> _Source_:
Egypt's nervy Christmas
There were the usual chanted liturgies and wafting smells of incense, but church services on Coptic Christmas Eve in Egypt were different this year.
Christians had to park their cars long distances away from their places of worship and pass through extra security cordons just to enter for the customary late-night Mass that begins festive celebrations.
Many wore black to remember the 21 people killed in an attack on their community in Alexandria just five nights before.
"Today the church looks sad and people are dressed all in dark colours," said one man in central Cairo.
"The mood is solemn. Usually we wear bright garments to celebrate Christmas and laugh and smile."
Christmas decorations had also been taken down outside churches and prayers were read for the dead.
"I would like to condole our sons in Alexandria for the martyrdom of a large number of innocent people, who had committed no sin," said Pope Shenouda III, the head of the Coptic Church, in proceedings at St Mark's Cathedral in the capital.
Several government ministers and the President Hosni Mubarak's two sons, Gamal and Alaa, attended the packed service that was carried live on Egyptian television.
'Live together, die together'
At churches across the country, Muslims heeded calls to join Christian friends and neighbours for Mass - to act as shields against potential attacks by Islamist militants, and to show solidarity.
"I came because I condemn what's happening," said Jailan Batanouni, a Muslim at St Mary's church in the Zamalek district of Cairo.
"I want to share Christmas with my Christian friends to tell them not be afraid. If anything should happen we live together and we die together."

> _Dataset excerpt_:

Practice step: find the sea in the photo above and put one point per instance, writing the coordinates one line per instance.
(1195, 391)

> _Exercise prompt_: Restate the Egypt Christmas article from "Many wore black" up to and including "in central Cairo.", swapping "black" for "mourning clothes".

> _Worked answer_:
Many wore mourning clothes to remember the 21 people killed in an attack on their community in Alexandria just five nights before.
"Today the church looks sad and people are dressed all in dark colours," said one man in central Cairo.